### PAGE
But you still might not like it.

One of the reasons for that is the narration -- though that very narration is a major contributing factor to the elevation of this story to something beyond the everyday. The entire novel is told through the eyes and voice of five-year-old Jack, whose whole world consists of Room (an 11' x 11' windowless but skylit cell), its furnishings and objects, and Ma. The narration never shifts from Jack's understanding, even as his world shifts beneath his feet. That perspective is compelling -- it's part of what kept me turning pages -- but it also takes some getting used to. Jack's grammar is particularly articulate for a five-year-old, but has unusual structure and vocabulary. The way Jack thinks about some things can be disturbing -- what he finds commonplace may be squirm-worthy for the reader -- and that too contributes to the way this story sinks under one's skin.

### RECORD SET
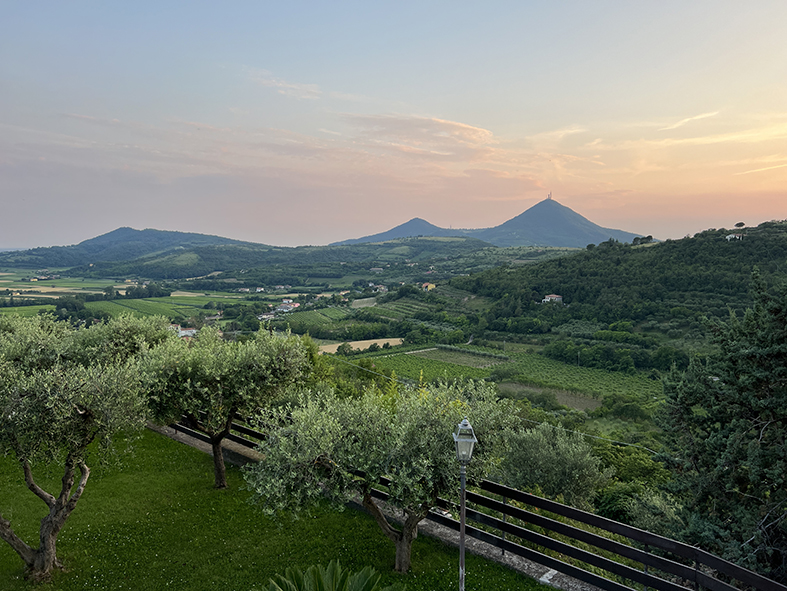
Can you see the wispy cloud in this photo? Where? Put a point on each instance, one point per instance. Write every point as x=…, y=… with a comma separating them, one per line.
x=557, y=134
x=284, y=87
x=760, y=169
x=683, y=122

### REQUIREMENTS
a - Please restate the part of the book review that opens with "One of the reasons" and closes with "under one's skin.", swapping "narration" for "storytelling" everywhere it occurs.
b - Write the next stretch of the book review, picking up right after its final sentence.

### ANSWERS PER TASK
a -
One of the reasons for that is the storytelling -- though that very storytelling is a major contributing factor to the elevation of this story to something beyond the everyday. The entire novel is told through the eyes and voice of five-year-old Jack, whose whole world consists of Room (an 11' x 11' windowless but skylit cell), its furnishings and objects, and Ma. The storytelling never shifts from Jack's understanding, even as his world shifts beneath his feet. That perspective is compelling -- it's part of what kept me turning pages -- but it also takes some getting used to. Jack's grammar is particularly articulate for a five-year-old, but has unusual structure and vocabulary. The way Jack thinks about some things can be disturbing -- what he finds commonplace may be squirm-worthy for the reader -- and that too contributes to the way this story sinks under one's skin.

b -
If you can get into the narration and let Jack's eyes be your own for a while, the novel rewards. I won't spoil it all here, because that would be mean, but things change -- as they must -- and part of the glory of this experience is watching Jack try to change too (some of his change-related moments are funny, some cringe-worthy).

I had the good fortune to attend a recent reading of Emma Donoghue's and she described her novel as "celebratory of motherhood" -- I found it to be so, of course, but perhaps even more celebratory of childhood -- both of its charms and its limitations. Jack is our focus, and in many ways he is our hero, though not in the archetypal way. He is also a very real five-year-old boy (apparently Donoghue had young children in the house while writing the novel, so listened in and took advantage of observational opportunities). I appreciated Donoghue's realism throughout the novel, as well as her focus on staying away from sentimentality -- even in the face of significant temptation, given the subject matter. Using a circumstance more suited to a thriller or horror novel, but with no "seen" violence, Donoghue has crafted a work that escapes our voyeuristic tendencies and substitutes a more satisfying focus. Where one might expect to be shocked, one finds delicacy; where one might expect to feel dirtied, one emerges cathartically cleansed.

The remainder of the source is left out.